Juststayinthecave- I would imagine you can keep plenty C. Moori in a 180. Do you plan on keeping other fish eith them or a single species tank. And yep my moori have been sifting sand their entire lives as of this time. I'm sure as adults they will use more height in the tank but I don't plan on keeping any catfish or other cleaners with them other than my 1 SAE. I don't want the cats to interfere with possible spawning down the road. I know it may be a long time but that's fine with me. And as for the other posters your both right, mbuna are very aggressive but I find alot of the info to be dated and usually these set in stone rules which are never meant to be broken are simply guidelines from the earliest fishkeepers which simply may have had extra aggressive specimens. I broke all the rules and my fish are thriving. Also most my fish like to hang out at the top of the tank where there's more of a current, even though most cichlids are said to hardly use the top 50 percent.


----------



## fox (Jun 11, 2009)

Chunkanese said:


> >snip<
> Another red or yellow colored species would be great.


Male copadichromis Borleyi show a nice red body and blue face when mature.

Goal 1: List every forum username that appears in the fishkeeping thread.
Goal 2: Copy out the part of the fishkeeping thread starting at "## fox (Jun" and ending at "face when mature.".

Data lines:
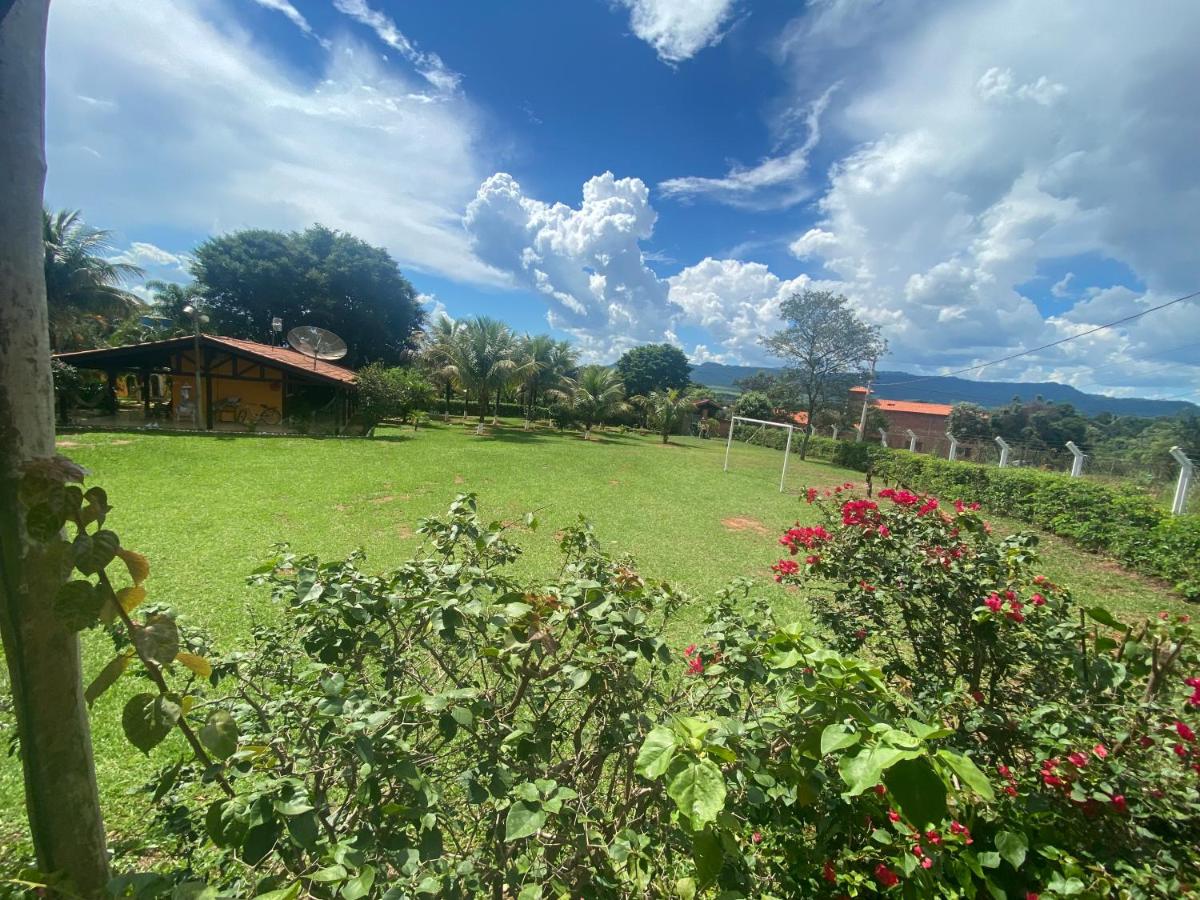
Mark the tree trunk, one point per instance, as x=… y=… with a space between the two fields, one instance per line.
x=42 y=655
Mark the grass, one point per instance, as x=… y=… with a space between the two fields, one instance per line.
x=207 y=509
---
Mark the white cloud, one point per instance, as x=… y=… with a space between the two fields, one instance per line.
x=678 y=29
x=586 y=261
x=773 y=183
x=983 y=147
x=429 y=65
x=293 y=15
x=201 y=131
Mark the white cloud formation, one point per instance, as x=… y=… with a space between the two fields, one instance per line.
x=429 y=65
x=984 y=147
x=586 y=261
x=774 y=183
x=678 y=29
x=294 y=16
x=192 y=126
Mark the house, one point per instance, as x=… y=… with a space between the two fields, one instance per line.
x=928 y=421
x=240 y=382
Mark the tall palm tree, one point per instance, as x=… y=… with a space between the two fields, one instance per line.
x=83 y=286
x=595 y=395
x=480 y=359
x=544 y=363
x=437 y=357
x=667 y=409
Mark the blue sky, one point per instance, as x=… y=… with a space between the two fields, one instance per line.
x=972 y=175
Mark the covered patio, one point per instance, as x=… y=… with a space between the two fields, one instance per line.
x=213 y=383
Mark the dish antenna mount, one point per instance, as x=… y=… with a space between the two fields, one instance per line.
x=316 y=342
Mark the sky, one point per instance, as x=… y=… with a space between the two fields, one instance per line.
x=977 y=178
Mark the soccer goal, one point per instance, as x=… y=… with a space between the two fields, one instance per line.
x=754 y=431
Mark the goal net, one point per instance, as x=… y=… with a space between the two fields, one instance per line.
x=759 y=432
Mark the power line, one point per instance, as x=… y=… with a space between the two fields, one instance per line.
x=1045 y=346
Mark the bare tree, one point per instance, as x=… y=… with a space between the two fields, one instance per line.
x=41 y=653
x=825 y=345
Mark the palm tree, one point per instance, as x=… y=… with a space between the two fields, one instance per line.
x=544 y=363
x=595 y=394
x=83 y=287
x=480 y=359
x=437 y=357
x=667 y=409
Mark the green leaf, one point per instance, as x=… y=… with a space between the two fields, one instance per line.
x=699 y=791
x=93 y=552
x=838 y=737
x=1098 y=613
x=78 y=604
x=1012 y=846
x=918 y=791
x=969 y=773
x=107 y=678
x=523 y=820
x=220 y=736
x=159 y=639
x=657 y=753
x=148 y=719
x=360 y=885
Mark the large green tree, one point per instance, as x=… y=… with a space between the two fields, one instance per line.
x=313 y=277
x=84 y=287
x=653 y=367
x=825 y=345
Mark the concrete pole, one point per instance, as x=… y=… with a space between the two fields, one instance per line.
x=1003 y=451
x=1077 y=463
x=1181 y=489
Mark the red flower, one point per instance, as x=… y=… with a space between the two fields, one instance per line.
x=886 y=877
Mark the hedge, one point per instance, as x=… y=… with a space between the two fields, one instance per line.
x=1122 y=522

Full response 1: Juststayinthecave, fox, Chunkanese

Full response 2:
## fox (Jun 11, 2009)

Chunkanese said:


> >snip<
> Another red or yellow colored species would be great.


Male copadichromis Borleyi show a nice red body and blue face when mature.